* CONSIGNE A:
Présentez sous forme de liste numérotée toutes les lignes des enregistrements, depuis celle qui contient "In this photo, each instance of the perforated" jusqu'à celle qui contient "(1058, 501)", ces deux lignes comprises, en omettant les lignes vides.

***** EXTRAIT DU TEXTE *****

Qu’elle soit accidentelle ou provoquée (lors d'opérations de déminage ou de travaux maritimes), une explosion sous-marine engendre, a minima, des nuisances sonores qui menacent la faune marine. Une explosion de 20 kg de TNT génère 250 dB dans l’eau à 1 m. Une réglementation s’installe petit à petit, l’Europe commence à voir des seuils réglementaires imposés dans les cahiers des charges des grands chantiers maritimes et fluviaux.

Ce dispositif de rideaux de bulles intéresse la sécurité et la sûreté maritimes, le génie côtier et la préservation de l’environnement marin.

Près de 20 années de recherche sur les rideaux de bulles

Afin de répondre à ce défi environnemental, des chercheurs de l'Institut de Recherche Dupuy de Lôme/ ENSTA Bretagne  se sont intéressés à l’utilisation des rideaux de bulles pour atténuer les nuisances acoustiques introduites par l’homme dans l’eau (travaux, explosion, …). En effet, la caractérisation et l’atténuation des effets des explosions (ondes de choc et fragments balistiques) demeure un des thèmes de recherche dans lequel l’ENSTA Bretagne concentre ses efforts au sein de l’Institut de Recherche Dupuy de Lôme. 

Une brève étude de la littérature scientifique montre que le concept de rideau de bulles fut évoqué dans une publication scientifique datant de 1910 par un certain Mallock (Neveu de Froude), puis repris de manière empirique par de nombreux expérimentateurs.

Il y a environ 10 ans, par le biais des liens entre l'ENSTA Bretagne et les industries maritimes en hydrographie, énergies marines renouvelables et la défense, des enseignants-chercheurs ont identifié des applications à la fois militaires et civiles, qui ont conduit la Direction Générale de l’Armement à financer une thèse pour modéliser cette technologie.

***** DONNÉES DE L'EXERCICE *****

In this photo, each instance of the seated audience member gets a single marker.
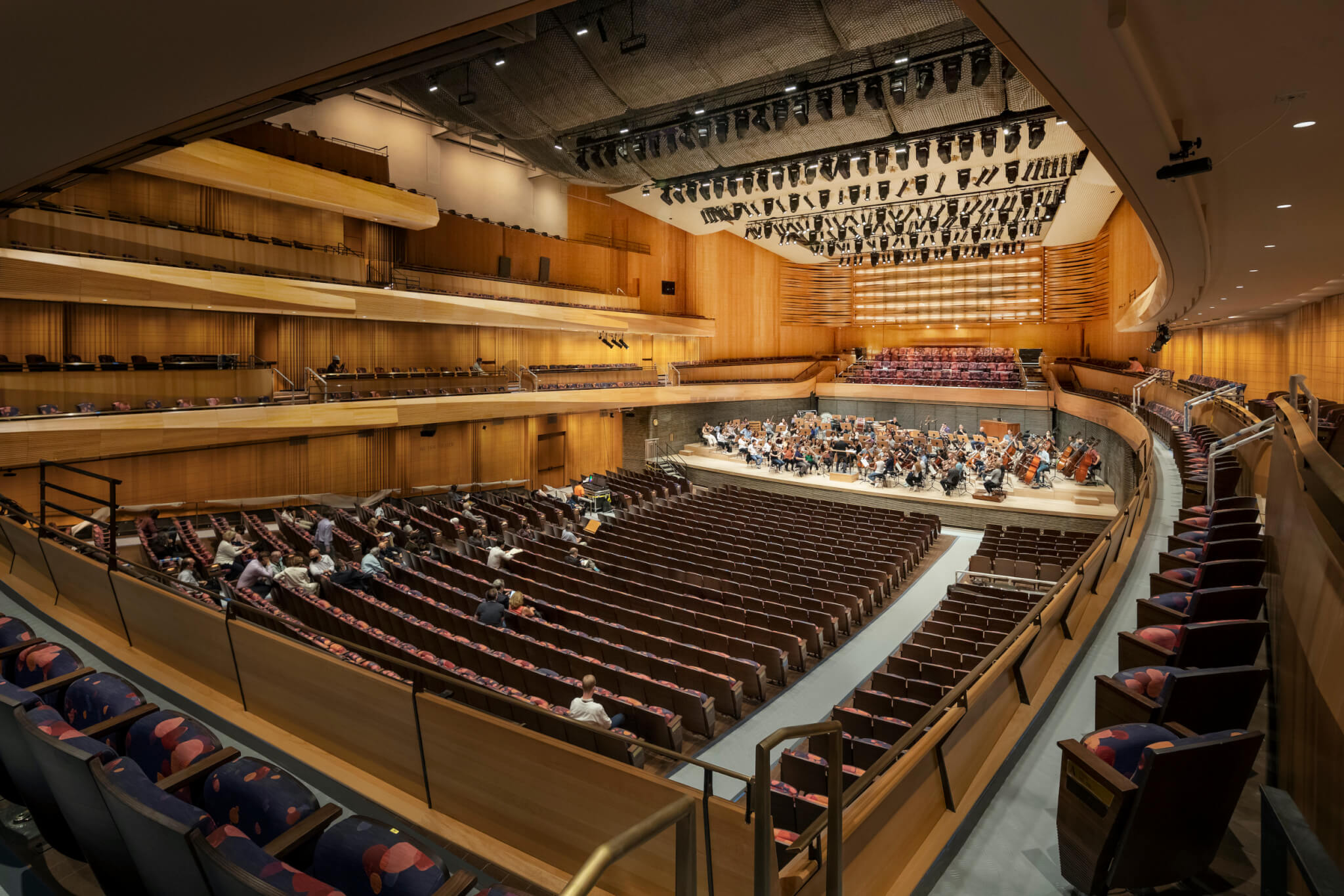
(491, 610)
(995, 479)
(585, 708)
(296, 577)
(187, 574)
(256, 577)
(229, 554)
(373, 565)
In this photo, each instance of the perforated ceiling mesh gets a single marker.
(713, 54)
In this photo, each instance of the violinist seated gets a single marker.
(954, 479)
(995, 480)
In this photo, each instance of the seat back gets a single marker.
(65, 758)
(1186, 797)
(1230, 642)
(1217, 699)
(155, 826)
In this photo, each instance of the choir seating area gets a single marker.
(143, 800)
(936, 366)
(1145, 800)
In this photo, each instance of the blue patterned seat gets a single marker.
(1123, 746)
(165, 742)
(365, 857)
(257, 798)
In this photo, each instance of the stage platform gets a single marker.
(1055, 508)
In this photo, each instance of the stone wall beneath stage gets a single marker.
(1118, 462)
(967, 516)
(913, 414)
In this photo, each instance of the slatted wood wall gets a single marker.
(1078, 280)
(815, 295)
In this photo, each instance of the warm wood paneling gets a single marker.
(214, 163)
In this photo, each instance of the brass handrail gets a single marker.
(681, 813)
(764, 829)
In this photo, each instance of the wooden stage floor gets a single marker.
(1058, 501)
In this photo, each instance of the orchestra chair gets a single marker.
(1203, 701)
(1144, 805)
(1203, 605)
(1213, 574)
(1221, 504)
(1215, 534)
(1217, 518)
(1196, 645)
(1192, 555)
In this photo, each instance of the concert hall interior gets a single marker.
(671, 449)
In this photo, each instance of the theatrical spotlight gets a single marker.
(978, 66)
(800, 109)
(873, 92)
(924, 79)
(850, 97)
(824, 104)
(1035, 133)
(988, 137)
(897, 82)
(945, 150)
(965, 143)
(952, 73)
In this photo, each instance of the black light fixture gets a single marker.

*****

* CONSIGNE B:
Poursuivez le texte sur les rideaux de bulles en reprenant juste après sa dernière phrase.

* RÉPONSE FINALE A:
1. In this photo, each instance of the perforated ceiling mesh gets a single marker.
2. (713, 54)
3. In this photo, each instance of the violinist seated gets a single marker.
4. (954, 479)
5. (995, 480)
6. In this photo, each instance of the seat back gets a single marker.
7. (65, 758)
8. (1186, 797)
9. (1230, 642)
10. (1217, 699)
11. (155, 826)
12. In this photo, each instance of the choir seating area gets a single marker.
13. (143, 800)
14. (936, 366)
15. (1145, 800)
16. In this photo, each instance of the blue patterned seat gets a single marker.
17. (1123, 746)
18. (165, 742)
19. (365, 857)
20. (257, 798)
21. In this photo, each instance of the stage platform gets a single marker.
22. (1055, 508)
23. In this photo, each instance of the stone wall beneath stage gets a single marker.
24. (1118, 462)
25. (967, 516)
26. (913, 414)
27. In this photo, each instance of the slatted wood wall gets a single marker.
28. (1078, 280)
29. (815, 295)
30. In this photo, each instance of the warm wood paneling gets a single marker.
31. (214, 163)
32. In this photo, each instance of the brass handrail gets a single marker.
33. (681, 813)
34. (764, 829)
35. In this photo, each instance of the wooden stage floor gets a single marker.
36. (1058, 501)

* RÉPONSE FINALE B:
De 2009 à 2012, un doctorant a proposé un modèle physique de l’interaction entre une onde de choc et une population de bulles connue (diamètre, densité, étendue). Ce modèle a été mis en place et validé pour le cas des explosions sous-marines. Il a été intégré dans un outil de calcul et permet de réaliser des études prédictives.

Celui-ci a ensuite été transposé au cas du battage de pieux, technique utilisée dans l’installation de champs d’éoliennes en mer. Ces travaux furent financés par le consortium Ailes Marines entre 2013 et 2015. Ensuite l’ENSTA Bretagne, avec le soutien de la Région Bretagne, a accueilli un jeune chercheur étranger travaillant sur le sujet (caractérisation du bullage). 

Ces avancées ont permis d’élaborer une méthode pour obtenir les paramètres physiques du rideau de bulles en eau calme, qui sont des données d’entrée pour le modèle de calcul d’atténuation.

Un rideau de bulles ne se dimensionne pas par hasard

Pour dimensionner un rideau de bulle, il faut bien caractériser la source à atténuer, puis dimensionner le rideau en termes de largeur, densité et rayon de bulles, évasement, …. 

Cela induit l’identification des différents phénomènes physiques qui mènent à l’atténuation. Ces paramètres ainsi acquis forment les données d’entrée  pour le modèle physique de l’interaction choc - bulles qui permet d’effectuer des calculs prédictifs nécessaires au bon déroulement des opérations d’atténuation des nuisances propres à un chantier donné. Il est donc important de bien maîtriser ces données.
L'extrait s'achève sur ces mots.